---- EXERCISE TEXT

From the back seat of her Dodge Journey, he made small talk, mentioning he was headed to his job at McDonald's. He seemed "like a regular person going to work."

Until, she said, he pulled out a gun. Pointing it at Littrell, the passenger later identified by authorities as 17-year-old Dontarius Magee ordered her to the back seat. After taking her phone and credit cards, he drove to a wooded area where, the Jackson Police Department said, he shot her six to seven times.

Then he drove away, leaving Littrell bleeding on the ground.

"I'm sitting there thinking, 'OK, this is how I'm going to die,'" the 36-year-old woman recalled.

Instead, she made her way to a nearby home, where a resident called 911. Through what Littrell called the "grace of God," she survived the shooting. She described her ordeal in an interview Thursday from the University of Mississippi Medical Center in Jackson, where she is recovering.

Magee was arrested the day of the crime on charges of carjacking, kidnapping, aggravated assault and armed robbery, according to Hinds County court records. It was not immediately clear whether he had an attorney in the case, which was previously reported by WAPT.

--------
---- COLLECTED MATERIAL

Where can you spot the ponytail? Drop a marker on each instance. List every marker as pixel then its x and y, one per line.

--------

*SET OF TASKS*.
1. In the news story, what job did the passenger say he was heading to?
2. For each statement, say yes or no to whether the news story agrees, and quote the words of the story that decide it. (a) Littrell was shot in a wooded area. (b) Magee was arrested a week after the crime. (c) A resident of a nearby home called 911.
3. Carry the news story about the shooting forward, starting after its last sentence.
The listing isn't needed for this work.

*SOLVED PROBLEMS*.
1. His job at McDonald's.

2.
(a) Yes: "he drove to a wooded area where, the Jackson Police Department said, he shot her six to seven times."
(b) No: "Magee was arrested the day of the crime"
(c) Yes: "she made her way to a nearby home, where a resident called 911."

3.
Jackson Police Deputy Chief Deric Hearn told The Washington Post that police were called around 1:35 p.m. Tuesday on a report of a woman "shot multiple times in the woods." An ambulance rushed her to surgery with life-threatening injuries. Hearns said the police department worked with the FBI to find Magee, who authorities say confessed to the crime.

A spokesperson for Lyft, an Uber rival that launched in 2012, said in a statement that the company reached out to offer support to Littrell, permanently banned her attacker and "stands ready" to assist law enforcement.

"The incident described is horrific and our hearts go out to Ms. Littrell and her loved ones," the statement said, adding that new safety features and alerts are being explored "to help prevent these kinds of incidents moving forward."

In its first-ever safety report, Lyft disclosed 10 reports of fatal physical assaults between 2017 and 2019 and 4,158 reports of sexual assault. The report said more than 99 percent of all rides occurred without any reported safety incident.

Littrell said she has been driving for Lyft and Uber for five years, using the extra cash for her "crafting addiction." But after being laid off from her job as an insurance agent, she was planning to drive full time.

She said she was on the apps Tuesday when she got a notification from Lyft to pick up Magee from an apartment complex in the Jackson suburb of Byrum. He had requested two stops: one at another apartment building and a second at McDonald's.

It was during the first stop, Littrell said, that he got out the gun and told her to get in the back of the car.

"Don't die," she remembered thinking to herself. "Whatever he wants, just give it to him."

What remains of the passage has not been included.